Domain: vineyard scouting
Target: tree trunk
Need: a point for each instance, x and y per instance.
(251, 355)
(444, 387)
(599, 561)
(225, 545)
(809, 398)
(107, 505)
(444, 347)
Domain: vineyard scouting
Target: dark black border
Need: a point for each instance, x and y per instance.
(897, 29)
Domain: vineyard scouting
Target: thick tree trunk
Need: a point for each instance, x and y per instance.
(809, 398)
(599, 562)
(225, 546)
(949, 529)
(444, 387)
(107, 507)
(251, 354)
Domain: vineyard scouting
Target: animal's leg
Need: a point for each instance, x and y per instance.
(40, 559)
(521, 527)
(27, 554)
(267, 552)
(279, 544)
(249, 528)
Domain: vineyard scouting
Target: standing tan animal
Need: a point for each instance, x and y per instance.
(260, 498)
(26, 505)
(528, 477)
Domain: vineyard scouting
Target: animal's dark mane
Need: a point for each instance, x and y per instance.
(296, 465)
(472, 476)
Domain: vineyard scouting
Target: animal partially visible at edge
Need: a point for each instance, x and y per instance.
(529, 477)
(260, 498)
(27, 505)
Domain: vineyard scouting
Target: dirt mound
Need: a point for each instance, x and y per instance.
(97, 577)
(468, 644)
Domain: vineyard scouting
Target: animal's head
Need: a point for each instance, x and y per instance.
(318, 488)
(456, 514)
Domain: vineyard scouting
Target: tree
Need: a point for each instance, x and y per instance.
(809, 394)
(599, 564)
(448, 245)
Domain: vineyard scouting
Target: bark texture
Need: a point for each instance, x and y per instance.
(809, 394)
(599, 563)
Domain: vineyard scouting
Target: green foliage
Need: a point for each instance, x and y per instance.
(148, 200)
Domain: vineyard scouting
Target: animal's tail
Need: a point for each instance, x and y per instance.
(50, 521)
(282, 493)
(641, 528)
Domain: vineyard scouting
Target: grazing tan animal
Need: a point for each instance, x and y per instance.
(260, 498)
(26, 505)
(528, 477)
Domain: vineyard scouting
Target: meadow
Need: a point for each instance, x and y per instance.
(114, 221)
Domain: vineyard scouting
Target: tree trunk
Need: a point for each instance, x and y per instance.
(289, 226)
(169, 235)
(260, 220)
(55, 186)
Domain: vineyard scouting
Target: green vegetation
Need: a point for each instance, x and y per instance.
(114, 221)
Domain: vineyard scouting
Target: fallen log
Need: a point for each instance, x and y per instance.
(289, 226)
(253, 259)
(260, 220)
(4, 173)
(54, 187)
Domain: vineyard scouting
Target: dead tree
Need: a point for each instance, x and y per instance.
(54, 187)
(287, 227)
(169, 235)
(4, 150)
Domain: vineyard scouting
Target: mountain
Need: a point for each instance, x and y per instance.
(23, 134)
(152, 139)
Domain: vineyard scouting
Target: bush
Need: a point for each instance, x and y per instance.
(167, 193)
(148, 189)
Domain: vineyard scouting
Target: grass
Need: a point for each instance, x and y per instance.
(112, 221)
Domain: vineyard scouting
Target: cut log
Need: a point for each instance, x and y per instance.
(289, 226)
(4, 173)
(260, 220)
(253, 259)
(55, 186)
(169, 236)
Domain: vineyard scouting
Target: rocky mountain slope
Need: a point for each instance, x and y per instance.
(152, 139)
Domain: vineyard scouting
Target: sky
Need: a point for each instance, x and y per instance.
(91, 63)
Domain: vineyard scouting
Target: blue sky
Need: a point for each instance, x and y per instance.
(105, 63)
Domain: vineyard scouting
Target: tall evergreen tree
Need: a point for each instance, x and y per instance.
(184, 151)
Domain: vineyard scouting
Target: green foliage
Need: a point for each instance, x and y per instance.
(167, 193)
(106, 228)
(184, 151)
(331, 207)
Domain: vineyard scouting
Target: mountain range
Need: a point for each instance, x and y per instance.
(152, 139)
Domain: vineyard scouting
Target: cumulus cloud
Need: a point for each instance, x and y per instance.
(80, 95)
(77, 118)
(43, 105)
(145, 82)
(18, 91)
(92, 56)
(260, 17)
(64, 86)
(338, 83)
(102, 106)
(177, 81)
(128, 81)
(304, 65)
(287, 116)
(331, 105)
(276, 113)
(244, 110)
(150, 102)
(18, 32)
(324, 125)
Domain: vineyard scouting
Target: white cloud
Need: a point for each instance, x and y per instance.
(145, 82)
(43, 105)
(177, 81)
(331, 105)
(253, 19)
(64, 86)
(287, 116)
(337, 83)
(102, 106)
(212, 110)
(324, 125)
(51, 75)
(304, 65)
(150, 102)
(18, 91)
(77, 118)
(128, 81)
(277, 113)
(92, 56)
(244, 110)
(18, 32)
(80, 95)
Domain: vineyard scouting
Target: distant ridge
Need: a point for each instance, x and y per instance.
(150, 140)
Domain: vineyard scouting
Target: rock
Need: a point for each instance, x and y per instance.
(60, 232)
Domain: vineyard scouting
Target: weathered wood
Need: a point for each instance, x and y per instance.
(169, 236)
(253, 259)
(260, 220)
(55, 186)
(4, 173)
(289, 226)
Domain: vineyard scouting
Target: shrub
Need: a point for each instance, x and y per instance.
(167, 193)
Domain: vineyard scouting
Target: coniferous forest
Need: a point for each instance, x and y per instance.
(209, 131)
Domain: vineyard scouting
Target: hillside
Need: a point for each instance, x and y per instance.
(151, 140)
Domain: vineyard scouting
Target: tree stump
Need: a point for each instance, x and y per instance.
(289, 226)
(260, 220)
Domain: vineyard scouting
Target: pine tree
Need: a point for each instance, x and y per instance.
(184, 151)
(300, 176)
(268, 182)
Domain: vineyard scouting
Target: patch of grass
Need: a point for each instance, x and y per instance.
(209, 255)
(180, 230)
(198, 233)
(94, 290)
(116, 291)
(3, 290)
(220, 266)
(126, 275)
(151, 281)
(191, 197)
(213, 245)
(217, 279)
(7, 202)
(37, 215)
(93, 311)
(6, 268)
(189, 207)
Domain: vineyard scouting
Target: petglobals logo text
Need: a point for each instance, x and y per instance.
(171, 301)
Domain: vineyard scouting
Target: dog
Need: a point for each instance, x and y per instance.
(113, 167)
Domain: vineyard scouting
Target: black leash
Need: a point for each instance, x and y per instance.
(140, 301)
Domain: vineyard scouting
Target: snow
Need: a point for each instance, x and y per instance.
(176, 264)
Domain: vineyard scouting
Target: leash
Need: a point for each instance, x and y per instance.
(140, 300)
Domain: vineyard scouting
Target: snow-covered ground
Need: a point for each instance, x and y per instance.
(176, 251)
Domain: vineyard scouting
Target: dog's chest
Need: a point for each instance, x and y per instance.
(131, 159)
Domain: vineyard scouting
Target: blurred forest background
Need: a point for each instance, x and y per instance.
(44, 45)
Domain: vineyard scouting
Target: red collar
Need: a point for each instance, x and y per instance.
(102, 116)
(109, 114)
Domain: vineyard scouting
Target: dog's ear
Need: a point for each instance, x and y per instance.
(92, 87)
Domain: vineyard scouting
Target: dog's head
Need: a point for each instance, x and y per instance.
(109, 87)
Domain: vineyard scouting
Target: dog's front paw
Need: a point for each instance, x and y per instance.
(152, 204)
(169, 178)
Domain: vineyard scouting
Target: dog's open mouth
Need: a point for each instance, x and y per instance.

-*-*-

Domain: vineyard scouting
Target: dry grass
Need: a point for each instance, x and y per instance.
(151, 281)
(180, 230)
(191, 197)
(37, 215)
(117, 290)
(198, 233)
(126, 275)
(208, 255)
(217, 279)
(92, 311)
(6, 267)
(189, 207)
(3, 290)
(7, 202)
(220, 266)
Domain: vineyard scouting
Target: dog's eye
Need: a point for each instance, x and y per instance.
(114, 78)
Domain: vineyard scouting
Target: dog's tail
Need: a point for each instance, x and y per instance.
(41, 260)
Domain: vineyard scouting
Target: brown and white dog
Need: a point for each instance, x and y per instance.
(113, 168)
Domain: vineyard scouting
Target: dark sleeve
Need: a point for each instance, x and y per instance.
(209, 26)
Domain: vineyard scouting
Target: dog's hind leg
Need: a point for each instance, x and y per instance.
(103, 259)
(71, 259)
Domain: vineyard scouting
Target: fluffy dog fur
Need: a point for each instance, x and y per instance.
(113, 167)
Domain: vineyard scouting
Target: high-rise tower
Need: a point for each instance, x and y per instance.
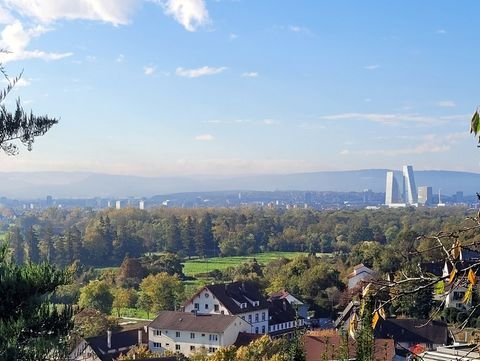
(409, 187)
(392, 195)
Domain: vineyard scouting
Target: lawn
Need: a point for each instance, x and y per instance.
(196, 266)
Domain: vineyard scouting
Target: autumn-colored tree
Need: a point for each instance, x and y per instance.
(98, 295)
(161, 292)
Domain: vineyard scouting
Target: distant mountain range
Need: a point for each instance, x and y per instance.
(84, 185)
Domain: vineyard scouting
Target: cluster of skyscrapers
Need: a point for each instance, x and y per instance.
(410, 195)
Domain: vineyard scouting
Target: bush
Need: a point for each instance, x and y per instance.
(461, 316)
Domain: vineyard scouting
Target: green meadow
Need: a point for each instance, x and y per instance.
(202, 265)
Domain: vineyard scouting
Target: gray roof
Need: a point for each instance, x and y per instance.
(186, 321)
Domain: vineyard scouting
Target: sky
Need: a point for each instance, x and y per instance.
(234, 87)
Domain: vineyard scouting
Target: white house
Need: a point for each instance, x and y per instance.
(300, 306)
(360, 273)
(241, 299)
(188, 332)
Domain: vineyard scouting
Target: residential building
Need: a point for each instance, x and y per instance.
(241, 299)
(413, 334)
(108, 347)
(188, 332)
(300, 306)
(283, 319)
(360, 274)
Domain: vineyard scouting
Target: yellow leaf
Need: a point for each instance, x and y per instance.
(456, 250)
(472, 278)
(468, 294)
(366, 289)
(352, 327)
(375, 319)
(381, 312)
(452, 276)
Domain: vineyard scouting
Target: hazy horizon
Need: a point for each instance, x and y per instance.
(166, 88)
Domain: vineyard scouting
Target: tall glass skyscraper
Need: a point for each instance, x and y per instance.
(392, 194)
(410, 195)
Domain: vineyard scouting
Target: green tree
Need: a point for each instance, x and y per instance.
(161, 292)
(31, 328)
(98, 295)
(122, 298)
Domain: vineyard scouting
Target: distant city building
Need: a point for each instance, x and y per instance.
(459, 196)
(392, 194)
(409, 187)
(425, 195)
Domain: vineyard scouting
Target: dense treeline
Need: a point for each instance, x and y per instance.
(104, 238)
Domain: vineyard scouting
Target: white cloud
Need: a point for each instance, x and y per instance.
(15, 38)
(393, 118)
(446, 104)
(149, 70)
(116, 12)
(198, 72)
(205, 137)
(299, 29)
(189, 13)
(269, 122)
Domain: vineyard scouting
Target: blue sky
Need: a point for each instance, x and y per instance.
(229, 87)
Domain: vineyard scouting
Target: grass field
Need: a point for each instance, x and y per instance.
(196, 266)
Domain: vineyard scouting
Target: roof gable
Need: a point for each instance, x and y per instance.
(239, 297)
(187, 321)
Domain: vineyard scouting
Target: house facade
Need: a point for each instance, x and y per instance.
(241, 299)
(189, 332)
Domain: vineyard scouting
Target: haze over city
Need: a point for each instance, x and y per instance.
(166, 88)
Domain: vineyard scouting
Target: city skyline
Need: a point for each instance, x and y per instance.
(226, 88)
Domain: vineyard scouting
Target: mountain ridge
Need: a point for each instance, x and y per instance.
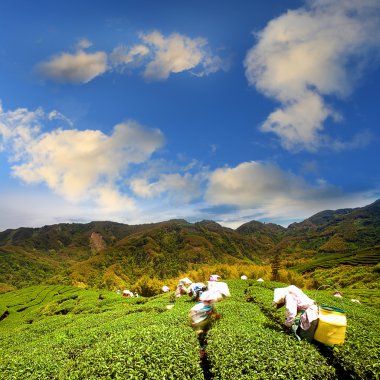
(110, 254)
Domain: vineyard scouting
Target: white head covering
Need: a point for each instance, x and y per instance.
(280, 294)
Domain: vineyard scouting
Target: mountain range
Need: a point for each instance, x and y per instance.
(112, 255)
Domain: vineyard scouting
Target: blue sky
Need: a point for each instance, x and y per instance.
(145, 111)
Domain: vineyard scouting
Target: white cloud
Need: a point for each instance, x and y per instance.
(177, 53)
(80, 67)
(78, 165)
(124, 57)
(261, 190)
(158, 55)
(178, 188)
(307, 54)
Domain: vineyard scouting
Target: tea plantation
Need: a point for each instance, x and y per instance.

-*-*-

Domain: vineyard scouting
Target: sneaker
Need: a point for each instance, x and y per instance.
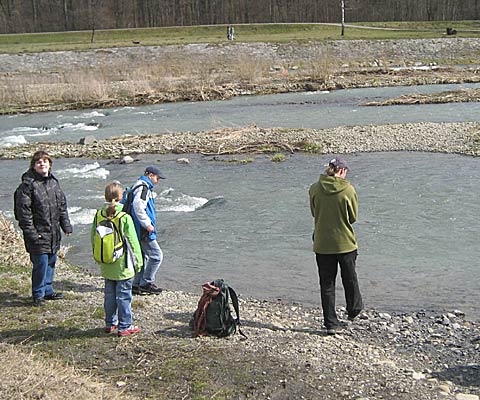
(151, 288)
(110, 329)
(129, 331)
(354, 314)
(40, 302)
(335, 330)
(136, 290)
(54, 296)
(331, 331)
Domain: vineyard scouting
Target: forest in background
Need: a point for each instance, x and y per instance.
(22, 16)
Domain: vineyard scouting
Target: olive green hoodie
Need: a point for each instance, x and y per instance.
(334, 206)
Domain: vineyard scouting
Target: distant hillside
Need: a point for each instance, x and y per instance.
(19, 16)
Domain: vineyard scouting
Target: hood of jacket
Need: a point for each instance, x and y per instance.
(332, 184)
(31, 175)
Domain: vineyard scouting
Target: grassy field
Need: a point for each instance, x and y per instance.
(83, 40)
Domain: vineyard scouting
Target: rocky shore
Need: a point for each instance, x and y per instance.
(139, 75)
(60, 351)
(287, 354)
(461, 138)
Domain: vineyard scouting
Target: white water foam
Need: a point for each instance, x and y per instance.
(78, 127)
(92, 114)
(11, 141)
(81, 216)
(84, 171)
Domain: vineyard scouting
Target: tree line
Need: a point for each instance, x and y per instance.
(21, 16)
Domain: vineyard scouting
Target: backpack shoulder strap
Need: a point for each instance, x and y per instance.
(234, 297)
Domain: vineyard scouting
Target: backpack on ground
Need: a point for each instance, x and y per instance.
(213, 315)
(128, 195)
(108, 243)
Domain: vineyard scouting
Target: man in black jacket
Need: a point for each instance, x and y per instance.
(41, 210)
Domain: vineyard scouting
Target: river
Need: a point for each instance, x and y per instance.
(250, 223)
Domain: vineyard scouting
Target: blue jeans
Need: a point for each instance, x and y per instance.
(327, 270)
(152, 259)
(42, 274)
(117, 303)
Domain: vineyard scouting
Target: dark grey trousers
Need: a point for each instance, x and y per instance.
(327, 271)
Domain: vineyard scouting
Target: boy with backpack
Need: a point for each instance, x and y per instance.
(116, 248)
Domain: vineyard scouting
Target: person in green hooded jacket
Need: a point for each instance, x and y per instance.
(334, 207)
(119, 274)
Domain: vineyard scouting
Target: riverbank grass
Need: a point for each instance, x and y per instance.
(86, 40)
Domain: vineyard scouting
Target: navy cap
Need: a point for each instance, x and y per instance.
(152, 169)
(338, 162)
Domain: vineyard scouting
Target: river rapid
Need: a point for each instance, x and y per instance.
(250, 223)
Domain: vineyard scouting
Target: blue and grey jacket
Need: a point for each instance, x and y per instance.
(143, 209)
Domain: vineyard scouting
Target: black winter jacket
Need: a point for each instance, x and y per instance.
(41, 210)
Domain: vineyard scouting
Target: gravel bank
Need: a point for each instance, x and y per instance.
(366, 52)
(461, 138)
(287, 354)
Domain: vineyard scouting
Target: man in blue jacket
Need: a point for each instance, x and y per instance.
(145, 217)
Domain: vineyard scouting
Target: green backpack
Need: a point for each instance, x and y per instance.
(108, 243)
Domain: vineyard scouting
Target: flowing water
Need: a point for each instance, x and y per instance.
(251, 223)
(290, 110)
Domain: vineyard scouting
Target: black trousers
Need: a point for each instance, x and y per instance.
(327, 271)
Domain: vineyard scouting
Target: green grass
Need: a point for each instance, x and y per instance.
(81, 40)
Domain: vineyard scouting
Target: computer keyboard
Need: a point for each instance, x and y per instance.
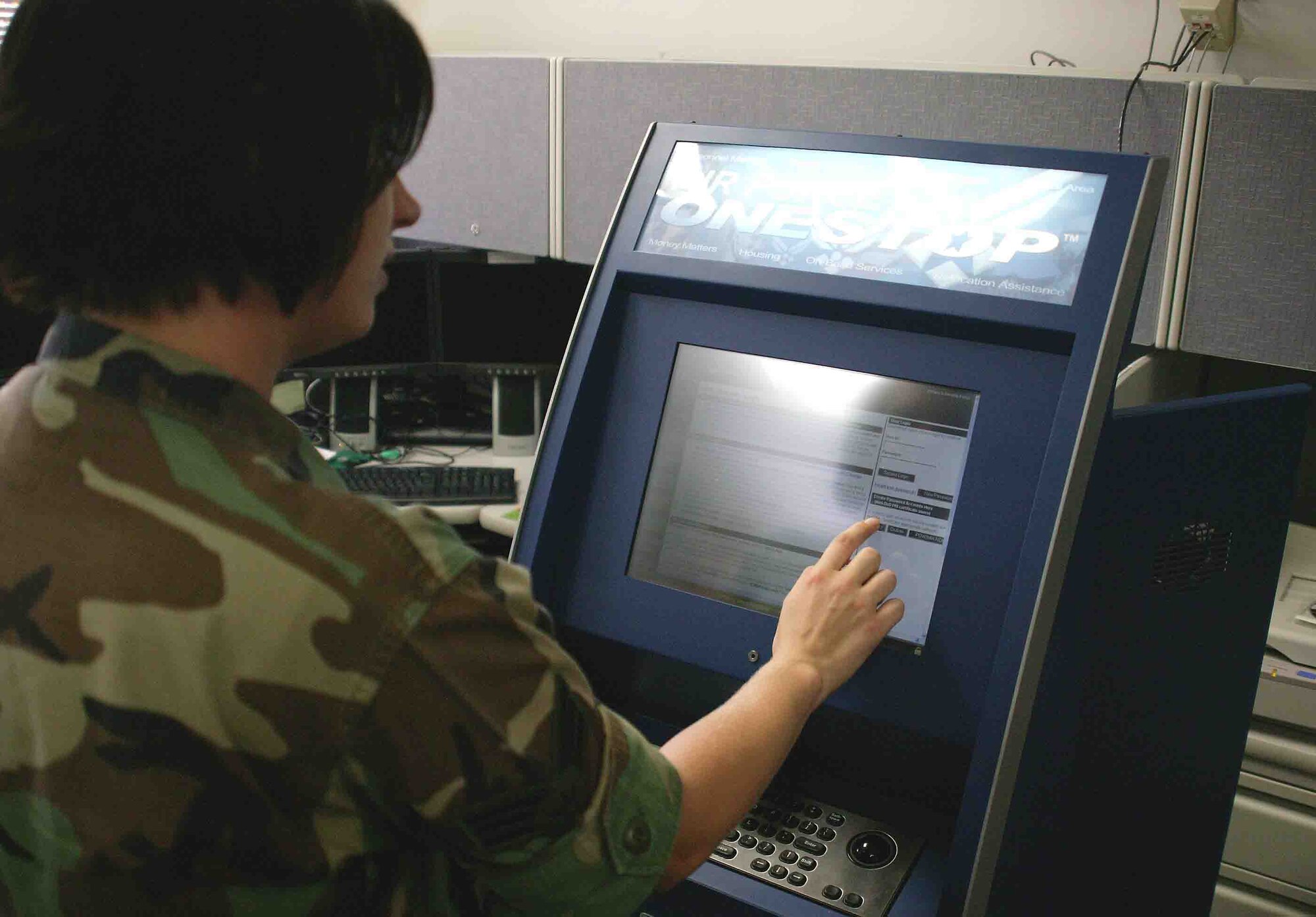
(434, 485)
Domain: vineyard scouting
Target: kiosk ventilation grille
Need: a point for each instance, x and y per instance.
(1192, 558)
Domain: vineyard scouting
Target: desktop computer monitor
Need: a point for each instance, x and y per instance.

-*-*-

ABOUT THIS TASK:
Work out how many lines in the data above hold the word "ridge". Reply with nothing but the count.

THE ANSWER:
2